Material
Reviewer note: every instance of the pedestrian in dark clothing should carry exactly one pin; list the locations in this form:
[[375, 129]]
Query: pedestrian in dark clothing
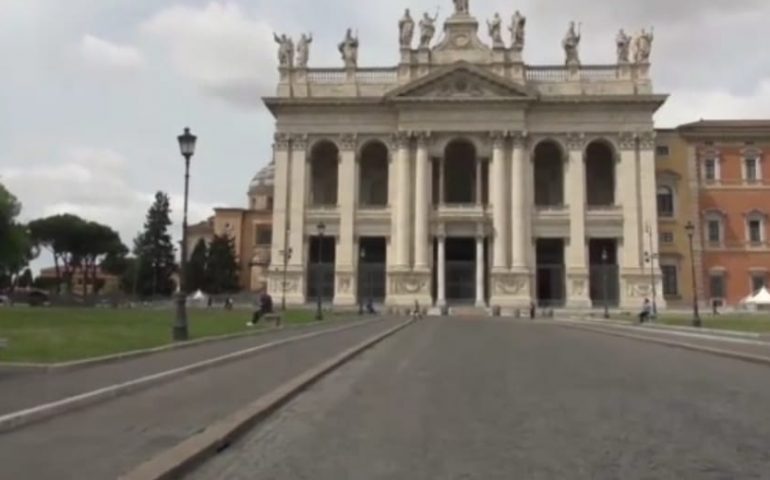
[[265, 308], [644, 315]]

...

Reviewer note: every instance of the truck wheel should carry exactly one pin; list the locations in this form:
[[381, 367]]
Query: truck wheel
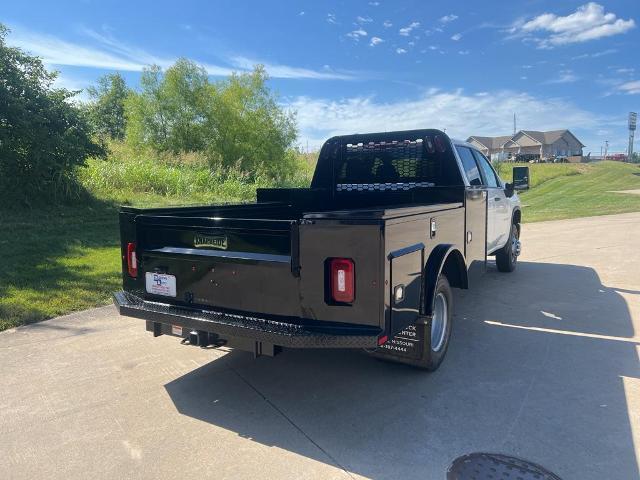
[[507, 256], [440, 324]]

Task
Could you revise the material from the line with "Reviewer note: every instance of the truck" to the line with "[[507, 256], [440, 324]]", changing "truck wheel" to "truck tire" and leaving everything else unchanged? Return only those lines and leave out the pictures.

Written reply
Reviewer note: every instance of the truck tire should carry exactly one pin; list the locations in this form:
[[381, 367]]
Query: truck tire
[[507, 256], [440, 324]]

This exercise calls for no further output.